══ Source text ══
TC alumnus Bill Wicker

    When Bill Wicker was 17, he didn’t have a typical after-school job. Instead of groceries to bag, and instead of burgers to flip, Wicker had obituaries to write.

In the early ‘70s, Wicker said, the Texarkana Gazette had a longstanding tradition of hiring the Texas High School newspaper editor while the editor was still in high school.

“We all got to write a column—there was a column from Liberty-Eylau, Texas High and Arkansas High,” he said. “That morphed into a full-time job as a copy boy. Basically, I wrote obituaries and I wrote the weather. Not very sexy, but everybody starts somewhere.”

There’s an old saying about the newspaper business: “If a man ever gets printer’s ink on his hands, he never gets it off.” Wicker agrees. When he graduated from Texas High, he could have gone to a four-year university, but his gig at the Gazette led him to Texarkana College.

“It was a very easy choice for me,” he said. “It allowed me to continue my education and start my collegiate career while at the same time continuing to work full-time at a medium-sized daily newspaper. That’s something I would never have been able to do if I went off to university elsewhere.”

Wicker said that stands out as one of the biggest benefits of starting at TC.

Bill Wicker | 1975 TC Yearbook

“As I think back on the many benefits of attending TC, that stands out as the most important for me, and I assume for a lot of other women and men and Texarkana who are still working,” he said. “It allows them to advance their professions and careers and, frankly, to make some money to pay for life while at the same time getting a quality education and growing academically.”
═══
══ Provided records ══
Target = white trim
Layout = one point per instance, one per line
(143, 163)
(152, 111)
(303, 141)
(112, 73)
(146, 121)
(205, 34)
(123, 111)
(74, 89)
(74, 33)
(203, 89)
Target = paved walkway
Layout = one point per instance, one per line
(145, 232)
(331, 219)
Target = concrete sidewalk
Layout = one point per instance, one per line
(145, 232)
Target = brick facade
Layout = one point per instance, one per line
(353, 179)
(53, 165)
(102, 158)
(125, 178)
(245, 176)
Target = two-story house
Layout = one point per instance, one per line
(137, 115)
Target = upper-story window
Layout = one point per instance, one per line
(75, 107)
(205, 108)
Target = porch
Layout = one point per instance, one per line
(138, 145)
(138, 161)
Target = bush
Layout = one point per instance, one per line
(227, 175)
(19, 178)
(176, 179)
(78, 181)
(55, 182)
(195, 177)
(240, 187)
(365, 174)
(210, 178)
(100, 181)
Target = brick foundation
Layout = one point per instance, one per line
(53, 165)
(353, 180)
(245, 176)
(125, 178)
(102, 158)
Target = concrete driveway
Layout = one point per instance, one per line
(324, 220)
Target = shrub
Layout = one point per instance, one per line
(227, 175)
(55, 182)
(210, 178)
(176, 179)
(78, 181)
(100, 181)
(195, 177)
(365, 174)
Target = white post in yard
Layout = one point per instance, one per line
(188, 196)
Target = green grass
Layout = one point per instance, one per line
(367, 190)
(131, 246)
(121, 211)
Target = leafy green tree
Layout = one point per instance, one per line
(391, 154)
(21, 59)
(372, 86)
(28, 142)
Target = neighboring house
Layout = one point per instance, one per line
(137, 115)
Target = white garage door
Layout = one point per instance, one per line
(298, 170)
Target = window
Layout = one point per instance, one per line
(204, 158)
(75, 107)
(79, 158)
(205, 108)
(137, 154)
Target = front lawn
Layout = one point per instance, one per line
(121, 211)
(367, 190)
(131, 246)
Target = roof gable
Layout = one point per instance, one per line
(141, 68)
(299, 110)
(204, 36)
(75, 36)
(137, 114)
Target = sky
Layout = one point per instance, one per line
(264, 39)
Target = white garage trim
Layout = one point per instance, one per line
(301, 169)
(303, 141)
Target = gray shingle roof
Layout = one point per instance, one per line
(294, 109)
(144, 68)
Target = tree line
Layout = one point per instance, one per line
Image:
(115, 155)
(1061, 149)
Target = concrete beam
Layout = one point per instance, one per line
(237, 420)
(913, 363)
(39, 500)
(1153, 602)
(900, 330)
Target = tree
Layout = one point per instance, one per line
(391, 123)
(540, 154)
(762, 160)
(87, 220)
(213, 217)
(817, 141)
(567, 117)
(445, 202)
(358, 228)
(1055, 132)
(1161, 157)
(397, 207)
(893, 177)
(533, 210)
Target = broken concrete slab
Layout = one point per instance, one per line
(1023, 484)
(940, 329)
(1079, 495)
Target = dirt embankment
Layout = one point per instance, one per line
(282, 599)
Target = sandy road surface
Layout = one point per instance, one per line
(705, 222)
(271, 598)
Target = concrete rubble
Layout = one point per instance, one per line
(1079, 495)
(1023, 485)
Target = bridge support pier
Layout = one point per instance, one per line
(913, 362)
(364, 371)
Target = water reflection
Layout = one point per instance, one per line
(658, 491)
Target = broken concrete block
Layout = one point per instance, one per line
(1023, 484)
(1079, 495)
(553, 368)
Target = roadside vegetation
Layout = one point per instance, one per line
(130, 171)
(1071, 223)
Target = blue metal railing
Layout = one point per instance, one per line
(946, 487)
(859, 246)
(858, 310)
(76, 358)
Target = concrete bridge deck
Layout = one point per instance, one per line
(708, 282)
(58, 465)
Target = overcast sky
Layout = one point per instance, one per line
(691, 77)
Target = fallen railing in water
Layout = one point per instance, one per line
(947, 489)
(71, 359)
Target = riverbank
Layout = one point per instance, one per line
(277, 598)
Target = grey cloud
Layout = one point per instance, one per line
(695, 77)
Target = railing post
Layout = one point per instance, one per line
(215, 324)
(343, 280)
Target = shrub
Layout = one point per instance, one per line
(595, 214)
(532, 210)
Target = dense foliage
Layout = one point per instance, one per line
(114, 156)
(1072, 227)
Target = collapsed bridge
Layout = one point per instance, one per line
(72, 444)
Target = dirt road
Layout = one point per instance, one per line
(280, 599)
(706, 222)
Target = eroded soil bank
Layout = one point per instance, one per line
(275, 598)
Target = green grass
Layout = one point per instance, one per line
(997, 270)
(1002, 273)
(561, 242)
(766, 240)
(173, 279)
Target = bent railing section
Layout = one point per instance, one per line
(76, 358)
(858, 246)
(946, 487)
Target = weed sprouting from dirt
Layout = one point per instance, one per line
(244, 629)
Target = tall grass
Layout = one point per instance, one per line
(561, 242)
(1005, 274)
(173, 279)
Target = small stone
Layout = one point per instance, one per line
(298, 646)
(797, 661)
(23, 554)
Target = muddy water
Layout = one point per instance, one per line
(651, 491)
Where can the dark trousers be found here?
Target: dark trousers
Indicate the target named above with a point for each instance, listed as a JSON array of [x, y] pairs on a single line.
═══
Task brief> In the Bill Wicker profile above, condense the paragraph beginning "There's an old saying about the newspaper business" into two short sentences that keep its main facts. The records are material separate from the Bill Wicker profile.

Solution to the exercise> Wicker agrees with the newspaper saying that once a man gets printer's ink on his hands, he never gets it off. After graduating from Texas High, he could have attended a four-year university, but his Gazette job led him to Texarkana College.